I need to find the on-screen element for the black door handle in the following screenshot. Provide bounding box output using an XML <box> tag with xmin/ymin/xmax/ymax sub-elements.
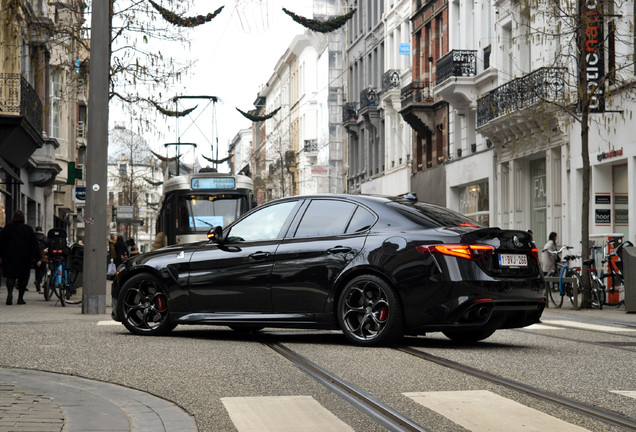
<box><xmin>327</xmin><ymin>246</ymin><xmax>351</xmax><ymax>253</ymax></box>
<box><xmin>249</xmin><ymin>252</ymin><xmax>271</xmax><ymax>260</ymax></box>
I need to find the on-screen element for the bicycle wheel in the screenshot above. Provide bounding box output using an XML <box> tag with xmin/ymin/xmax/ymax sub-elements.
<box><xmin>566</xmin><ymin>270</ymin><xmax>583</xmax><ymax>310</ymax></box>
<box><xmin>590</xmin><ymin>276</ymin><xmax>605</xmax><ymax>309</ymax></box>
<box><xmin>548</xmin><ymin>273</ymin><xmax>563</xmax><ymax>308</ymax></box>
<box><xmin>64</xmin><ymin>271</ymin><xmax>83</xmax><ymax>304</ymax></box>
<box><xmin>42</xmin><ymin>272</ymin><xmax>52</xmax><ymax>301</ymax></box>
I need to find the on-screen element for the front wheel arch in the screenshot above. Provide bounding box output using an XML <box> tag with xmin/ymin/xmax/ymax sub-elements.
<box><xmin>117</xmin><ymin>273</ymin><xmax>176</xmax><ymax>336</ymax></box>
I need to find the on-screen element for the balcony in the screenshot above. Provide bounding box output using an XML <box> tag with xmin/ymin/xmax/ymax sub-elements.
<box><xmin>435</xmin><ymin>50</ymin><xmax>477</xmax><ymax>85</ymax></box>
<box><xmin>477</xmin><ymin>67</ymin><xmax>566</xmax><ymax>128</ymax></box>
<box><xmin>400</xmin><ymin>80</ymin><xmax>440</xmax><ymax>137</ymax></box>
<box><xmin>360</xmin><ymin>87</ymin><xmax>378</xmax><ymax>110</ymax></box>
<box><xmin>0</xmin><ymin>73</ymin><xmax>44</xmax><ymax>167</ymax></box>
<box><xmin>382</xmin><ymin>69</ymin><xmax>400</xmax><ymax>93</ymax></box>
<box><xmin>477</xmin><ymin>68</ymin><xmax>566</xmax><ymax>145</ymax></box>
<box><xmin>304</xmin><ymin>140</ymin><xmax>318</xmax><ymax>153</ymax></box>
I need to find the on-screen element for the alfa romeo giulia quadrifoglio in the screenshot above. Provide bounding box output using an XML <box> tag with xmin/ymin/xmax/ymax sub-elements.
<box><xmin>112</xmin><ymin>194</ymin><xmax>546</xmax><ymax>346</ymax></box>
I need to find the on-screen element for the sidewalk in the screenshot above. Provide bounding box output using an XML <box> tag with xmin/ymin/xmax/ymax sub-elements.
<box><xmin>0</xmin><ymin>285</ymin><xmax>636</xmax><ymax>432</ymax></box>
<box><xmin>0</xmin><ymin>283</ymin><xmax>197</xmax><ymax>432</ymax></box>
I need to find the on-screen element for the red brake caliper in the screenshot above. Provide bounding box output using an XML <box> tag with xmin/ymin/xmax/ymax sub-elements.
<box><xmin>379</xmin><ymin>306</ymin><xmax>389</xmax><ymax>321</ymax></box>
<box><xmin>157</xmin><ymin>295</ymin><xmax>167</xmax><ymax>312</ymax></box>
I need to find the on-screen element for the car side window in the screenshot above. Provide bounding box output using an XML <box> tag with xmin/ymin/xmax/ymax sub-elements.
<box><xmin>294</xmin><ymin>200</ymin><xmax>356</xmax><ymax>237</ymax></box>
<box><xmin>227</xmin><ymin>201</ymin><xmax>297</xmax><ymax>242</ymax></box>
<box><xmin>346</xmin><ymin>207</ymin><xmax>375</xmax><ymax>234</ymax></box>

## What you have to do:
Please return every line from the rows above that contains the word "wheel".

## Written response:
I need to find the on-screen element for the bicycle wheel in the screenshot above. Provide bounding box output using an XML <box> tag with xmin/ymin/xmax/ymax sub-elements.
I need to find the on-screen element for the front wheel arch in the screenshot above. Provide bounding box output using an XML <box> tag with xmin/ymin/xmax/ymax sub-elements.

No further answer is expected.